→ **Task details**
Your answer must be an exact copy of the listing, with the images left out.

→ **Input**
----
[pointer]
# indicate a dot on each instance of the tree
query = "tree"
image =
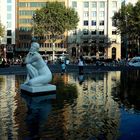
(1, 30)
(54, 19)
(127, 21)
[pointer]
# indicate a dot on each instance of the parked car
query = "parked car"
(135, 61)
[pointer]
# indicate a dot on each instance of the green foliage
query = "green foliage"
(1, 30)
(54, 19)
(128, 20)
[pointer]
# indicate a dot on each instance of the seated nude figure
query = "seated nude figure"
(38, 73)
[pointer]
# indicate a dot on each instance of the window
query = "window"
(85, 32)
(114, 23)
(101, 14)
(74, 32)
(9, 24)
(93, 32)
(9, 41)
(93, 4)
(85, 22)
(94, 13)
(85, 41)
(101, 23)
(9, 32)
(9, 16)
(113, 12)
(9, 1)
(86, 14)
(101, 32)
(9, 8)
(102, 4)
(86, 4)
(93, 22)
(74, 4)
(101, 41)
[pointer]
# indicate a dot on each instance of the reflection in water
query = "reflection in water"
(81, 78)
(37, 114)
(102, 107)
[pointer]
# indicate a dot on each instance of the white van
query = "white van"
(135, 61)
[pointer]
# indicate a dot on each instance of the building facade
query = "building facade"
(96, 33)
(24, 29)
(7, 18)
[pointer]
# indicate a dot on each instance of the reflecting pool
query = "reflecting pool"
(97, 106)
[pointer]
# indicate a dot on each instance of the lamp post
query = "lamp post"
(125, 38)
(33, 33)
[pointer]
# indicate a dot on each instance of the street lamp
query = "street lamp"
(33, 32)
(126, 38)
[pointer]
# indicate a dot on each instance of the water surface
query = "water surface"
(97, 106)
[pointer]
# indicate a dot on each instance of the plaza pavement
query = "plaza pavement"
(72, 68)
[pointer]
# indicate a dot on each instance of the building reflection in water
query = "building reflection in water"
(90, 110)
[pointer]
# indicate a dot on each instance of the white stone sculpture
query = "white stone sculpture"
(38, 73)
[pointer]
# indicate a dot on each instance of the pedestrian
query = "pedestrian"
(63, 67)
(81, 65)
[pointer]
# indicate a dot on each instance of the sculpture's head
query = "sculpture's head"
(34, 47)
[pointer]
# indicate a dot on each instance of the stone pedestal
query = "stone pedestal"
(38, 90)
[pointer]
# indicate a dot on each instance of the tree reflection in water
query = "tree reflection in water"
(94, 109)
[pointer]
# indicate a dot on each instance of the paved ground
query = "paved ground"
(55, 68)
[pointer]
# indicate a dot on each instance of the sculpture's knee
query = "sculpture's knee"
(28, 66)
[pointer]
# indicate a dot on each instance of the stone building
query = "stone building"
(96, 34)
----
→ **Your solution**
[pointer]
# indicate a dot on each instance of the tree
query = "tree"
image =
(1, 30)
(54, 19)
(127, 21)
[pointer]
# indicate a dot on each instance of the parked car
query = "parked car"
(135, 61)
[pointer]
# indicate a dot on each instance of the green foliage
query = "green foliage"
(1, 30)
(54, 19)
(128, 20)
[pointer]
# indicate a dot on each instance of the seated nude figure
query = "seated nude figure"
(38, 73)
[pointer]
# indicate a dot on each instance of the window
query = "window"
(85, 32)
(114, 23)
(101, 14)
(74, 32)
(9, 24)
(93, 32)
(9, 41)
(93, 4)
(85, 22)
(94, 13)
(85, 41)
(101, 23)
(9, 32)
(9, 16)
(113, 12)
(9, 1)
(86, 14)
(101, 32)
(9, 8)
(102, 4)
(86, 4)
(93, 22)
(74, 4)
(101, 41)
[pointer]
# indicate a dot on each instance of the reflection in water
query = "reflection in water"
(81, 78)
(37, 114)
(102, 107)
[pointer]
# indicate a dot on each instance of the white van
query = "white van"
(135, 61)
[pointer]
# indicate a dot on each instance of the building facade
query = "building facade"
(96, 33)
(24, 29)
(7, 18)
[pointer]
# indicate a dot on each instance of the reflecting pool
query = "reflecting pool"
(97, 106)
[pointer]
# indicate a dot on each instance of the lamp post
query = "lamp post"
(125, 38)
(33, 33)
[pointer]
# indicate a dot on each instance of the street lamp
query = "street lamp"
(33, 32)
(126, 38)
[pointer]
# indicate a dot on each instance of the water surface
query = "water surface"
(97, 106)
[pointer]
# indicate a dot on each instance of the plaza pavement
query = "plaza pavement"
(72, 68)
[pointer]
# indicate a dot on each instance of the building reflection in water
query = "building reflection in water"
(90, 110)
[pointer]
# indicate a dot on each instance of the white stone sculpture
query = "white stone sculpture"
(38, 73)
[pointer]
# indicate a dot on each instance of the pedestrian
query = "pedestrian"
(63, 67)
(81, 65)
[pointer]
# indicate a dot on each instance of the sculpture's head
query = "sculpture's head"
(34, 47)
[pointer]
# indicate a dot on each instance of the stone pedestal
query = "stone pedestal"
(38, 90)
[pointer]
# indicate a dot on each instance of the tree reflection in water
query = "tree reflection in water"
(94, 109)
[pointer]
# indicate a dot on each instance of the paved ground
query = "paved ground"
(55, 68)
[pointer]
# indicate a dot on each instance of the sculpture's knee
query = "sculpture's knee"
(28, 66)
[pointer]
# indicate a dot on each instance of the stone building
query = "stone building"
(96, 34)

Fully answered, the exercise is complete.